> DOCUMENT SOURCE:
============

COUR D’APPEL D’AIX-EN-PROVENCE

Chambre 4-5

ARRÊT AU FOND

DU 29 SEPTEMBRE 2022

N° 2022/

AL

Rôle N°20/00352

N° Portalis DBVB-V-B7E-BFM7O

[F] [B]

C/

SARL HOTEL DURANTE

Copie exécutoire délivrée

le : 29/09/2022

à :

– Me Valentin LORET, avocat au barreau de MARSEILLE

– Me Maxime ROUILLOT, avocat au barreau de NICE

Décision déférée à la Cour :

Jugement du Conseil de Prud’hommes – Formation paritaire de NICE en date du 09 Décembre 2019 enregistré au répertoire général sous le n° 18/01041.

APPELANTE

Madame [F] [B], demeurant [Adresse 1]

représentée par Me Valentin LORET, avocat au barreau de MARSEILLE

INTIMEE

SARL HOTEL DURANTE, sise [Adresse 2]

représentée par Me Maxime ROUILLOT, avocat au barreau de NICE substitué par Me Clément DIAZ, avocat au barreau de NICE

*-*-*-*-*

COMPOSITION DE LA COUR

En application des dispositions des articles 804 et 805 du code de procédure civile, l’affaire a été débattue le 30 Juin 2022, en audience publique, les avocats ne s’y étant pas opposés, devant Monsieur Antoine LEPERCHEY, Conseiller, chargé du rapport, qui a fait un rapport oral à l’audience, avant les plaidoiries.

Ce magistrat a rendu compte des plaidoiries dans le délibéré de la cour, composée de :

Madame Michelle SALVAN, Président de Chambre

Madame Mariane ALVARADE, Conseiller

Monsieur Antoine LEPERCHEY, Conseiller

Greffier lors des débats : Mme Pascale ROCK.

Les parties ont été avisées que le prononcé de la décision aurait lieu par mise à disposition au greffe le 29 Septembre 2022.

============

> DONNÉES LISTÉES:
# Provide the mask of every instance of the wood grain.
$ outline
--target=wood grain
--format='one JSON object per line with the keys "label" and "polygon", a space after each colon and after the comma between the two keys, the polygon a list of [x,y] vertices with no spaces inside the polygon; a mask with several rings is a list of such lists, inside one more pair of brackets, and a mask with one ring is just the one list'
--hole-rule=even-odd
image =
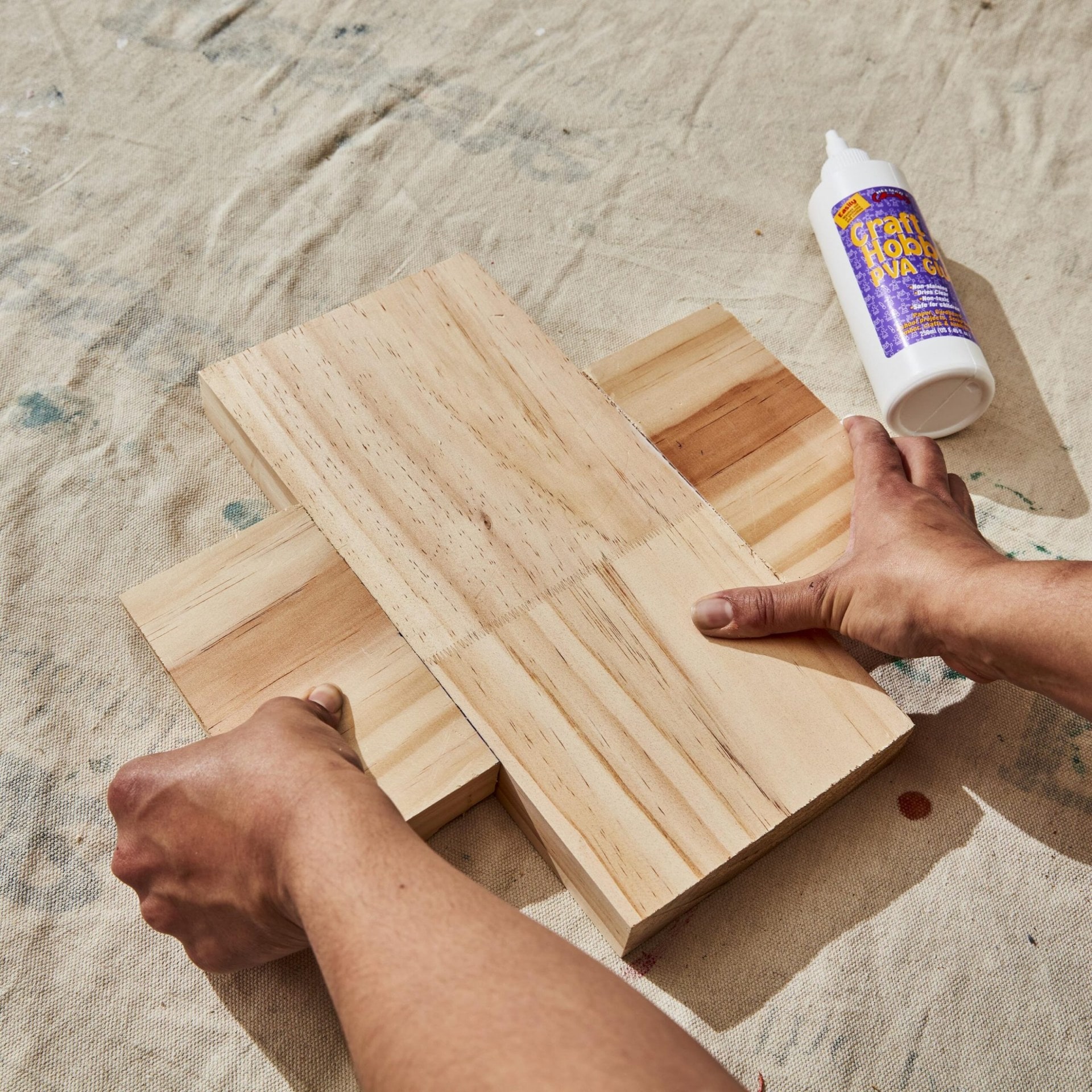
{"label": "wood grain", "polygon": [[719,304],[587,375],[779,575],[845,549],[853,460],[838,418]]}
{"label": "wood grain", "polygon": [[302,509],[121,600],[207,732],[334,682],[345,735],[423,836],[492,793],[497,760]]}
{"label": "wood grain", "polygon": [[[202,382],[500,758],[619,950],[905,739],[826,634],[697,633],[699,594],[776,578],[470,259]],[[699,411],[665,443],[700,470]]]}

============

> EXERCICES:
• 1. Dans l'arrêt, quels sont les avocats nommés, avec leur barreau ?
• 2. Mets toutes les lignes des données listées ci-dessus dans un tableau Markdown à deux colonnes, « N° » pour le numéro et « Ligne » pour le texte, sans les lignes vides. Laisse l'image de côté.

> EN RÉPONSE:
• 1.
- Me Valentin LORET, barreau de MARSEILLE
- Me Maxime ROUILLOT, barreau de NICE
- Me Clément DIAZ, barreau de NICE

• 2.
| N° | Ligne |
|---|---|
| 1 | # Provide the mask of every instance of the wood grain. |
| 2 | $ outline |
| 3 | --target=wood grain |
| 4 | --format='one JSON object per line with the keys "label" and "polygon", a space after each colon and after the comma between the two keys, the polygon a list of [x,y] vertices with no spaces inside the polygon; a mask with several rings is a list of such lists, inside one more pair of brackets, and a mask with one ring is just the one list' |
| 5 | --hole-rule=even-odd |
| 6 | image = |
| 7 | {"label": "wood grain", "polygon": [[719,304],[587,375],[779,575],[845,549],[853,460],[838,418]]} |
| 8 | {"label": "wood grain", "polygon": [[302,509],[121,600],[207,732],[334,682],[345,735],[423,836],[492,793],[497,760]]} |
| 9 | {"label": "wood grain", "polygon": [[[202,382],[500,758],[619,950],[905,739],[826,634],[697,633],[699,594],[776,578],[470,259]],[[699,411],[665,443],[700,470]]]} |